PROBLEM STATEMENT — Lay out the data, starting at the line containing "Locate the green" and ending at the end of the data, as a two-column CSV with the headers text and answer. Put each text and its answer on one row, enclosing each field in quotation marks and turning line breaks into spaces.
=== INPUT MATERIAL ===
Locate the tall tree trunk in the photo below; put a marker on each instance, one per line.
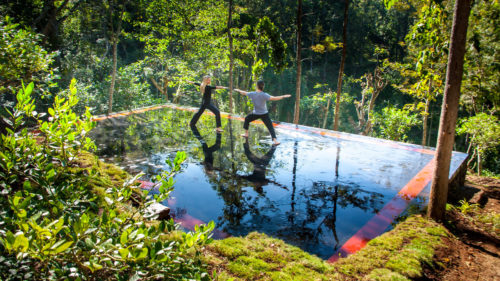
(449, 110)
(341, 70)
(299, 64)
(231, 62)
(326, 110)
(424, 121)
(113, 77)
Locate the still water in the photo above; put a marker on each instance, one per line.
(312, 191)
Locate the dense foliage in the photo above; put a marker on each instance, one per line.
(65, 220)
(128, 54)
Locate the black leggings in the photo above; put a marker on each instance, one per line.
(264, 117)
(210, 107)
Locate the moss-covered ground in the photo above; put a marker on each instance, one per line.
(396, 255)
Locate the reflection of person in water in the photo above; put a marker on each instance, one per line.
(258, 177)
(208, 163)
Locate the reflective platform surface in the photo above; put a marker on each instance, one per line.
(323, 191)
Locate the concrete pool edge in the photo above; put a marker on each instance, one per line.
(380, 222)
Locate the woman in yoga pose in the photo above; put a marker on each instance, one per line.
(259, 99)
(206, 101)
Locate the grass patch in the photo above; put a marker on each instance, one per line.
(396, 255)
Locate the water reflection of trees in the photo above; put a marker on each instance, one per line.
(234, 169)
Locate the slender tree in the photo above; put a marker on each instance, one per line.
(341, 70)
(114, 38)
(449, 110)
(231, 59)
(299, 64)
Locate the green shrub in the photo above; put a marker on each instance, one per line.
(55, 227)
===
WRITTEN SOLUTION —
text,answer
"Locate the green shrub in the photo above; put a marker on each instance, one per line.","(55, 227)"